OBJECTIVES>
1. Can you return the passage of the fishing forum thread starting with "# Chagrin was" and going on through "having it mounted.", copied word for word?
2. In the fishing forum thread, what length does musclebeach22 give in the post with the stats?
3. Could you continue the fishing forum thread from the point where it stops?

DOCUMENT SEGMENT>

# Chagrin was nice to me today!



## musclebeach22 (Feb 15, 2012)

Well, while walking around the river, I talked to about 15 people and no one had been having any luck. My buddy and I found a new secluded honey hole. In an hour and a half, he went 3/5 and I went 1/2 but the one I caught was a pig! it was a personal best and I'm having it mounted.

posted using Outdoor Hub Campfire


----------



## musclebeach22 (Feb 15, 2012)

Forgot to give the stats. Weighed in at 12.6lbs and measured 31 1/4 inches

posted using Outdoor Hub Campfire


----------



## kernal83 (Mar 25, 2005)

Beautiful fish


Posted using Outdoor Hub Campfire


----------



## Steelhead Fever (Dec 31, 2009)

great fish!


----------



## Fishman (Apr 5, 2004)

Chag was on fire today. Tight lines!


----------



## ldrjay (Apr 2, 2009)

Grand was too we got 5 yesterday ten today

posted using Outdoor Hub Campfire


----------



## Amerson (Jan 8, 2013)

Great catch. 


Posted using Outdoor Hub Campfire


----------



## ignantmike (Apr 30, 2005)

RECORDED INFORMATION>

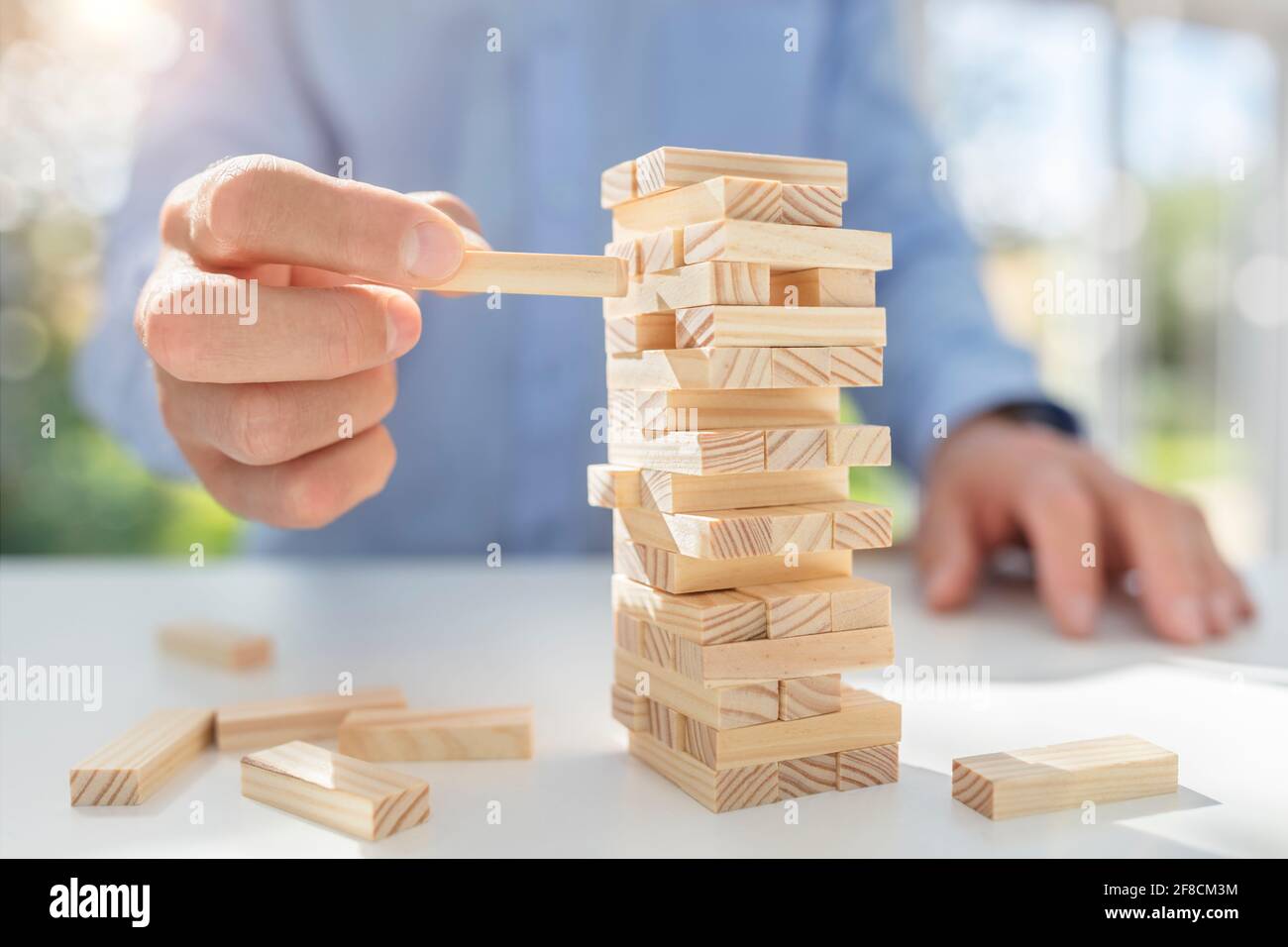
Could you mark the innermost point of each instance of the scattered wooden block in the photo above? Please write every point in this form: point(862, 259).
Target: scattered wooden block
point(825, 287)
point(630, 709)
point(799, 656)
point(268, 723)
point(785, 248)
point(871, 766)
point(678, 574)
point(555, 274)
point(134, 766)
point(703, 283)
point(806, 776)
point(1064, 776)
point(671, 166)
point(745, 703)
point(776, 326)
point(222, 647)
point(481, 733)
point(800, 697)
point(336, 791)
point(864, 719)
point(719, 791)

ANSWERS TO THE TASKS>
1.
# Chagrin was nice to me today!



## musclebeach22 (Feb 15, 2012)

Well, while walking around the river, I talked to about 15 people and no one had been having any luck. My buddy and I found a new secluded honey hole. In an hour and a half, he went 3/5 and I went 1/2 but the one I caught was a pig! it was a personal best and I'm having it mounted.

2. 31 1/4 inches.

3.
nice fish....I fished the chagrin on sat. afternoon....got a couple of bumps but, no takes.....


----------



## dipthekid (Sep 17, 2012)

Congrats again man! That is one hell of a nice catch! Sorry we didn't hook up on Sunday. Got 2 suckers and a 28" hen on the holy water


----------



## phishyone1 (Jun 27, 2008)

Congrats on your personal best steelie........................


----------



## fishing pole (May 2, 2004)

Doan brook 4/6


----------



## musclebeach22 (Feb 15, 2012)

Where is that?

posted using Outdoor Hub Campfire


----------



## fishing pole (May 2, 2004)

Runs into lake by gordon park. Fish off mlk


----------



## 9Left (Jun 23, 2012)

nice fish man!! please post a pic of the moun t when you get it!! congrats!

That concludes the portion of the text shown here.